▶ _Passage to read_
You are viewing a plain text version of this content. The canonical link for it is here.
Posted to dev@beam.apache.org by Ankur Goenka <go...@google.com> on 2018/10/03 21:18:29 UTC

Add cleanup flag to DockerPayload

Hi,

In portable flink runner, SDK Harness docker containers are created
dynamically and are not garbage collected. SDK Harness container pull the
staging artifact, generate logs and tmp files which is stored as an
additional layer on top of image.
These dead container layers accumulates over time and make the machine go
OOM. To avoid this situation and keep the flexibility of letting containers
exist for debugging, I am planning to add cleanup flag to DockerPayload.
When set, this flag will tell runner to remove the container after killing.
Current DockerPayload:

// The payload of a Docker image
message DockerPayload {
  string container_image = 1;  // implicitly linux_amd64.
}


Proposed DockerPayload:

// The payload of a Docker image
message DockerPayload {
  string container_image = 1;  // implicitly linux_amd64.
  bool cleanup = 2; // Flag to signal container deletion after killing.
}


Let me know your thoughts and if there is a better way to do this.

Thanks,
Ankur

Re: Add cleanup flag to DockerPayload

Posted by Maximilian Michels <mx...@apache.org>.
+1 for a cleanup flag. If unclear to anyone, this is about the disk 
space, not about stopping containers after the run.

Containers should always be cleaned up unless the flag is specified.

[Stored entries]

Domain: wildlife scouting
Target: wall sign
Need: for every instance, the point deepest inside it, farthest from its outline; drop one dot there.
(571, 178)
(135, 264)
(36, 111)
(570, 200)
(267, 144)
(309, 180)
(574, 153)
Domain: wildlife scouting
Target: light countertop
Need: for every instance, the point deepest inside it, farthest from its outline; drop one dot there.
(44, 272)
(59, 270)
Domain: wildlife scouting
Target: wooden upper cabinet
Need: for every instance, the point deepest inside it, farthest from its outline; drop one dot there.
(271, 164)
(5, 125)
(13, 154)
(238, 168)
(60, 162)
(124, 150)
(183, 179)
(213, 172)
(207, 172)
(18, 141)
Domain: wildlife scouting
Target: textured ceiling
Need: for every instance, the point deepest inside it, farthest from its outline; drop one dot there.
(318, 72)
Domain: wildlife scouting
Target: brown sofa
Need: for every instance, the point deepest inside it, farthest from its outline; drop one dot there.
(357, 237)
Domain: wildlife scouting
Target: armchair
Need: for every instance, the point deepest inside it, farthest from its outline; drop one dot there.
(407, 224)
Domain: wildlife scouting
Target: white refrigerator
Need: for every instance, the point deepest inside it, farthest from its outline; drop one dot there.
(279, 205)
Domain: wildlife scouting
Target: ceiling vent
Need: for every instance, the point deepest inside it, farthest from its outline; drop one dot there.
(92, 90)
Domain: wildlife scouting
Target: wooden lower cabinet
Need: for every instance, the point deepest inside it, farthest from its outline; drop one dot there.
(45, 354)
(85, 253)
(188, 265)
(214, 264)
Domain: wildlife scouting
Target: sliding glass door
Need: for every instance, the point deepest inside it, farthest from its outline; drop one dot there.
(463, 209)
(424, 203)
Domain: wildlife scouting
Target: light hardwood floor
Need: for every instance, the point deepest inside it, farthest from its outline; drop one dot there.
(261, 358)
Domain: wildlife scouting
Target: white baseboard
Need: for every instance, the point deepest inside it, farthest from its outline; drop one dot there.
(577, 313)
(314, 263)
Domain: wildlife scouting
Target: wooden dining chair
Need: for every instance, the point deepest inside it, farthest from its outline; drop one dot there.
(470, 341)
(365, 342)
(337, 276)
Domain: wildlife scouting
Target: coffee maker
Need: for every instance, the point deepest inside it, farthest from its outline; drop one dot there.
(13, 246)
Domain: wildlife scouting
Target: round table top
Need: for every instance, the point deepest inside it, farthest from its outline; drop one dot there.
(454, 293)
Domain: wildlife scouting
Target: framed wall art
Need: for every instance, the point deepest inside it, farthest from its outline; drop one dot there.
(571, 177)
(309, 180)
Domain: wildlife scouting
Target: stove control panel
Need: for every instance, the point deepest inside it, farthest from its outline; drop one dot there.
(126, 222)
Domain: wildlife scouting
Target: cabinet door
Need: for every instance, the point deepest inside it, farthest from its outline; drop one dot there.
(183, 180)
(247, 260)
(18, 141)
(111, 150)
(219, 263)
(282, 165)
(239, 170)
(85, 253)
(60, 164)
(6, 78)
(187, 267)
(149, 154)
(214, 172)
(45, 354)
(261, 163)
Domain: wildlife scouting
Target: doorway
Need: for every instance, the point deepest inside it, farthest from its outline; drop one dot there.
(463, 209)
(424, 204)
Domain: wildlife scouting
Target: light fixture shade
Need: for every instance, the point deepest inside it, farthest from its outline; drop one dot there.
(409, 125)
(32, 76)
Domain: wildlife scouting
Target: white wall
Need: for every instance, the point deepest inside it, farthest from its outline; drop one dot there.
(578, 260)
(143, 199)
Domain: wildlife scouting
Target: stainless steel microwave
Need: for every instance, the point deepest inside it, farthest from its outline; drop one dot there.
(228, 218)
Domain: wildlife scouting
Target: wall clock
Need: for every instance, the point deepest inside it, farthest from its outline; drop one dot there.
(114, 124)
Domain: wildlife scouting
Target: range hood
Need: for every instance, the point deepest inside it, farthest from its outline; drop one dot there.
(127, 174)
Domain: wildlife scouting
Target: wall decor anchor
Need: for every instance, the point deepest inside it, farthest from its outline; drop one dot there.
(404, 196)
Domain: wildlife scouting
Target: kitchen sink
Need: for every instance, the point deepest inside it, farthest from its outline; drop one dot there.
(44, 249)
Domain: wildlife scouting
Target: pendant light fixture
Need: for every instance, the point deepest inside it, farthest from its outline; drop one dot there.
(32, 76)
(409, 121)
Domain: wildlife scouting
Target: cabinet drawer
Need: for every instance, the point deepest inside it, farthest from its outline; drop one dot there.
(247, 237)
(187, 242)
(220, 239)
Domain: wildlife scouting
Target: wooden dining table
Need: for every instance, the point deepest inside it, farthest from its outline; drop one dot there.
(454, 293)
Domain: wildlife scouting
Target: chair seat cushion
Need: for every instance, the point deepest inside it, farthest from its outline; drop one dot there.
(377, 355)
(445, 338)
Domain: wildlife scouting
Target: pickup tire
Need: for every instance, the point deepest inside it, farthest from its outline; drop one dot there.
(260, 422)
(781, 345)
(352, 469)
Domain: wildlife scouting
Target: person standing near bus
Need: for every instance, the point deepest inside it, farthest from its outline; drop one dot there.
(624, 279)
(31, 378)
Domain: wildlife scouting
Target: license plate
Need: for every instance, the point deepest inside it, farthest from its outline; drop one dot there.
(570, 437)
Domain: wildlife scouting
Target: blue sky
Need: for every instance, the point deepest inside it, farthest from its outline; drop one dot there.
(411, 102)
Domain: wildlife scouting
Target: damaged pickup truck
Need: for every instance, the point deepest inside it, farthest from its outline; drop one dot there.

▶ _Work instructions_
A: Return the part of the DockerPayload cleanup thread starting at "bool cleanup = 2;" and ending at "after the run.".
B: Please write the next part of the DockerPayload cleanup thread, picking up after its last sentence.
The data has no role in this work.

▶ _Expected results_
A:
bool cleanup = 2; // Flag to signal container deletion after killing.
}


Let me know your thoughts and if there is a better way to do this.

Thanks,
Ankur

Re: Add cleanup flag to DockerPayload

Posted by Maximilian Michels <mx...@apache.org>.
+1 for a cleanup flag. If unclear to anyone, this is about the disk 
space, not about stopping containers after the run.

B:
-Max

On 04.10.18 01:28, Ankur Goenka wrote:
> Seems reasonable. A pipeline option should suffice for this purpose.
> 
> On Wed, Oct 3, 2018 at 3:02 PM Henning Rohde <herohde@google.com 
> <ma...@google.com>> wrote:
> 
>     IMO it's the runner's responsibility to do container garbage
>     collection and disk space management. This flag seems like a
>     implementation-specific option that would not only to some
>     runner/deployment combinations, so it doesn't seem to belong in that
>     proto. Dataflow would not be able to honor such a flag, for example.
>     Perhaps Flink could start all containers with --rm and have a
>     Flink-specific debug option to not do that?
> 
>     Henning
> 
>     On Wed, Oct 3, 2018 at 2:19 PM Ankur Goenka <goenka@google.com
>     <ma...@google.com>> wrote:
> 
>         Hi,
> 
>         In portable flink runner, SDK Harness docker containers are
>         created dynamically and are not garbage collected. SDK Harness
>         container pull the staging artifact, generate logs and tmp files
>         which is stored as an additional layer on top of image.
>         These dead container layers accumulates over time and make the
>         machine go OOM. To avoid this situation and keep the flexibility
>         of letting containers exist for debugging, I am planning to add
>         cleanup flag to DockerPayload.
>         When set, this flag will tell runner to remove the container
>         after killing.
>         Current DockerPayload:
> 
>         // The payload of a Docker image
>         message DockerPayload {
>            string container_image =1;// implicitly linux_amd64.
>         }
> 
> 
>         Proposed DockerPayload:
> 
>         // The payload of a Docker image
>         message DockerPayload {
>            string container_image =1;// implicitly linux_amd64.
>         bool cleanup =2;// Flag to signal container deletion after killing.
>         }
> 
> 
>         Let me know your thoughts and if there is a better way to do this.
> 
>         Thanks,
>         Ankur
> 

Re: Add cleanup flag to DockerPayload

Posted by Ankur Goenka <go...@google.com>.
Seems reasonable. A pipeline option should suffice for this purpose.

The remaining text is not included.